**SUPPLIED DATA**.
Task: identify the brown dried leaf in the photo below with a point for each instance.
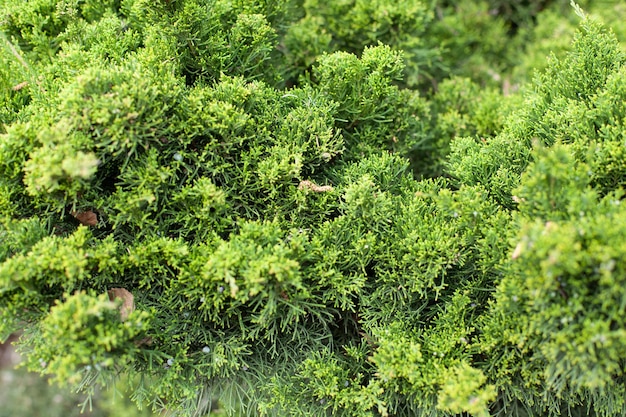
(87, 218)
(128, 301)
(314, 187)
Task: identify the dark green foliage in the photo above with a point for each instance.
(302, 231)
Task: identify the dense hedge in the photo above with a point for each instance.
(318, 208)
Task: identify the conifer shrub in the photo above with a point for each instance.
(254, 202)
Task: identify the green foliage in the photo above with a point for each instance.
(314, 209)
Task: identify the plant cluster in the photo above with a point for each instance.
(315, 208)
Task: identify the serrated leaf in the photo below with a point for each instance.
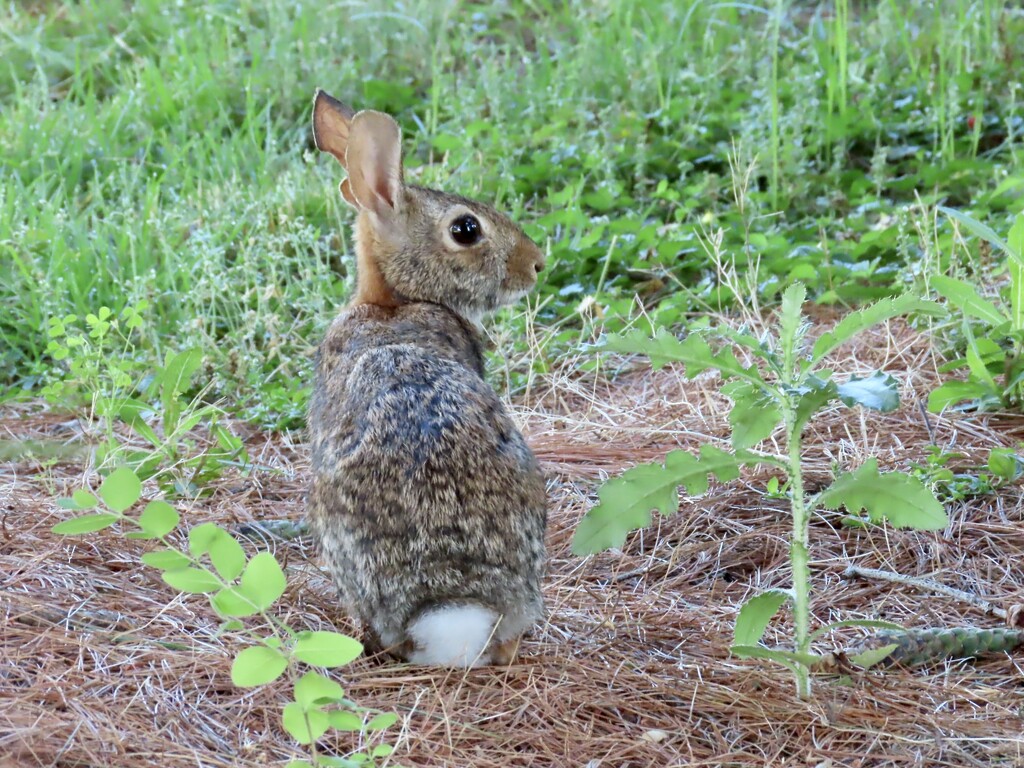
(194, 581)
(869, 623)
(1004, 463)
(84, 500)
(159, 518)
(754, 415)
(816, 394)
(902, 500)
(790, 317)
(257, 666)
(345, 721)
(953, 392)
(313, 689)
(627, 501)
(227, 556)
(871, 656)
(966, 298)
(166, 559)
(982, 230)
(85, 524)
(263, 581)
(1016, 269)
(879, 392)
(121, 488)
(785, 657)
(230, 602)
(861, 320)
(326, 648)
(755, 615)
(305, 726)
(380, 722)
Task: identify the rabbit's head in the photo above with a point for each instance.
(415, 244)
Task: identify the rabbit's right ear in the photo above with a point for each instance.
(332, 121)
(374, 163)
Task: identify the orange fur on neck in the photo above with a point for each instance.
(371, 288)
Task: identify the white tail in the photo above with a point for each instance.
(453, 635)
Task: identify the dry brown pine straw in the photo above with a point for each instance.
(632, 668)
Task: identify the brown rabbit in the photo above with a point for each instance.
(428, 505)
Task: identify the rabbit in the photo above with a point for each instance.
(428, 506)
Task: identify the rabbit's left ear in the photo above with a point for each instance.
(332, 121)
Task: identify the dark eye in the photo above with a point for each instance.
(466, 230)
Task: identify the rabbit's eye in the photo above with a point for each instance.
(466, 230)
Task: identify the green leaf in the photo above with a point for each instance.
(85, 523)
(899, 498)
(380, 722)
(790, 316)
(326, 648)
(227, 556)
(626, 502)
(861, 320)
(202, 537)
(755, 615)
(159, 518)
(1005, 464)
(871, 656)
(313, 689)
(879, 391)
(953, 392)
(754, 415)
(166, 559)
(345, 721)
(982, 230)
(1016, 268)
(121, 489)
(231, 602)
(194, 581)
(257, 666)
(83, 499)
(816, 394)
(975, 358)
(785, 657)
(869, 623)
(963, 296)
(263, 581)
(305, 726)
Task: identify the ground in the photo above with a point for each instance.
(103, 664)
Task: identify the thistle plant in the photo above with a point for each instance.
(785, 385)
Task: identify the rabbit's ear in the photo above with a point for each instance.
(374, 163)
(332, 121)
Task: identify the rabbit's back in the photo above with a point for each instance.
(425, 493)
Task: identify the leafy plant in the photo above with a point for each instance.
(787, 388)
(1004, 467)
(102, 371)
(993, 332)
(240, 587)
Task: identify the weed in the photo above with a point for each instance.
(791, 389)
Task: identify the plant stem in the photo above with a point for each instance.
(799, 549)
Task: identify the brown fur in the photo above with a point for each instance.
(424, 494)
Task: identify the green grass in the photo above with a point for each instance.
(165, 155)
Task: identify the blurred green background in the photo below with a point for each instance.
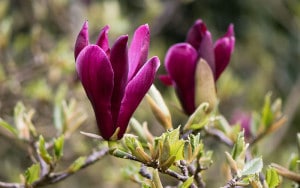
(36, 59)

**WORK TASK**. Reproduce the listing exactly. Do not include its images.

**RESULT**.
Task: identify the brown dried leaf in the photo below with a point for each instance.
(87, 218)
(128, 301)
(314, 187)
Task: identify the dark green foliage in the photo above with a point for each instance.
(302, 231)
Task: identify the dense hedge in the photo above with a point for each instance.
(318, 208)
Task: identify the conifer shrub in the photo above with a point for each instance.
(254, 202)
Task: identify the green foliage in the photo above with a point for each instance.
(314, 209)
Task: identify the plant cluster in the photo above with a point for each instance.
(315, 208)
Task: identify the serrated leaf in the photo below with a point for each instance.
(194, 581)
(869, 623)
(1004, 463)
(84, 500)
(159, 518)
(754, 415)
(816, 394)
(902, 500)
(790, 317)
(257, 666)
(345, 721)
(953, 392)
(313, 689)
(627, 501)
(227, 556)
(871, 656)
(966, 298)
(166, 559)
(982, 230)
(85, 524)
(263, 581)
(1016, 269)
(879, 392)
(121, 488)
(785, 657)
(230, 602)
(861, 320)
(326, 648)
(755, 615)
(305, 726)
(380, 722)
Task: identify the rabbit's head in the photo above with a point for each instance.
(415, 244)
Task: identify the rabbit's right ear in the photo above with a point for each instance.
(332, 121)
(374, 163)
Task: identify the orange fur on neck in the photo above with a point for each instance.
(371, 288)
Task: identify the white tail in the photo above with a point for each instance.
(453, 635)
Task: identify the dry brown pine straw in the photo above with a point for each instance.
(632, 668)
Task: identify the brown rabbit in the photo above with a point for each instance.
(428, 505)
Task: identify the rabbit in the photo above with a point for each instance.
(428, 506)
Task: identify the rabbit's left ear in the photo above with a point for each instance.
(332, 121)
Task: identify the dark eye in the photo above with a point for each instance.
(466, 230)
Task: identify the rabbit's eye in the photo above with a point for each instance.
(466, 230)
Task: identify the green leaf in the photo above with a point for each instance.
(85, 523)
(899, 498)
(380, 722)
(790, 316)
(326, 648)
(227, 556)
(626, 502)
(861, 320)
(202, 537)
(755, 615)
(159, 518)
(1005, 464)
(871, 656)
(313, 689)
(879, 391)
(953, 392)
(754, 415)
(166, 559)
(345, 721)
(982, 230)
(1016, 268)
(121, 489)
(231, 602)
(194, 581)
(257, 666)
(83, 499)
(816, 394)
(975, 358)
(785, 657)
(869, 623)
(963, 296)
(263, 581)
(305, 726)
Task: identify the ground in the photo above with a point for each instance.
(103, 664)
Task: identify the thistle plant in the photo above with a point for each instance.
(785, 385)
Task: identify the rabbit's ear in the photo above with a point for each instance.
(374, 163)
(332, 121)
Task: identify the rabbit's back in the photo above with a point for each instance.
(425, 493)
Task: identify the leafy plant in the photo above with a point for each instance.
(787, 388)
(1004, 467)
(102, 371)
(993, 332)
(240, 587)
Task: identify the weed in the photo above with a point for each instance.
(791, 389)
Task: identify the plant stem in the photo above with a point for each instance.
(799, 549)
Task: identify the brown fur in the photo above with a point for each instance.
(424, 494)
Task: identify the green grass in the photo above with a point for each instance.
(165, 155)
Task: identify the blurred green background in the photo below with a point for each instance.
(36, 59)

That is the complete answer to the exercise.